ЗАДАНИЕ: Чем страдает слушатель, которого страница предлагает представить среди тех, кто слушает речь об Аврааме?

СТРАНИЦА:
И вот они продолжают говорить, и в ходе их речи два термина — Исаак и «самое драгоценное достояние» — используются попеременно, и всё в лучшем виде. Но теперь предположим, что среди слушателей оказался человек, страдающий бессонницей, — и тогда самое ужасное и глубокое, самое трагическое и в то же время самое комическое недоразумение становится возможным. А именно, предположим, этот человек идет домой и хочет поступить так же, как Авраам; ибо его сын — его самое драгоценное достояние. Если бы какой-нибудь проповедник узнал об этом, он, возможно, пришел бы к нему, собрал бы всё свое духовное достоинство и воскликнул: «Ты, отвратительное создание, ты, подонок человечества, какой дьявол вселился в тебя, что ты хочешь убить своего сына?» И этот проповедник, который не чувствовал никакого особого тепла и не вспотел, говоря об Аврааме, этот проповедник сам удивился бы тому искреннему гневу, с которым он извергал свои громы на этого бедного несчастного; более того, он радовался бы самому себе, ибо никогда еще не говорил с такой силой и воодушевлением, и сказал бы своей жене: «Я оратор, единственное, чего мне до сих пор не хватало, — это повода. В прошлое воскресенье, говоря об Аврааме, я ничуть не был взволнован».

ФРАГМЕНТ МАТЕРИАЛА:
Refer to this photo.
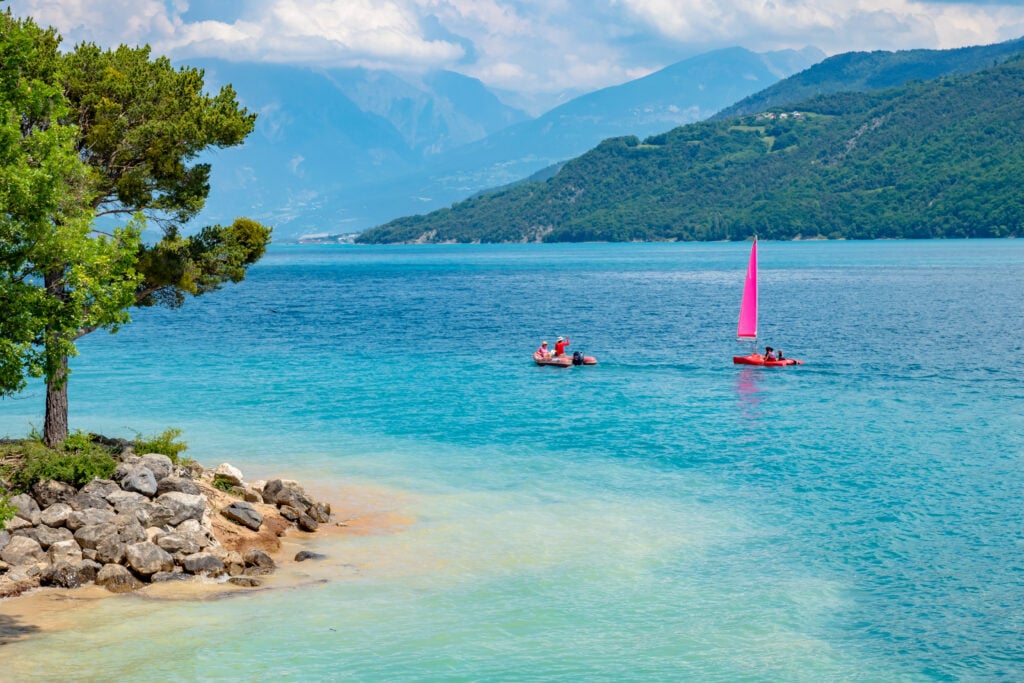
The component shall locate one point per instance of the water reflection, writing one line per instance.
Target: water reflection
(749, 392)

ОТВЕТ: Бессонницей.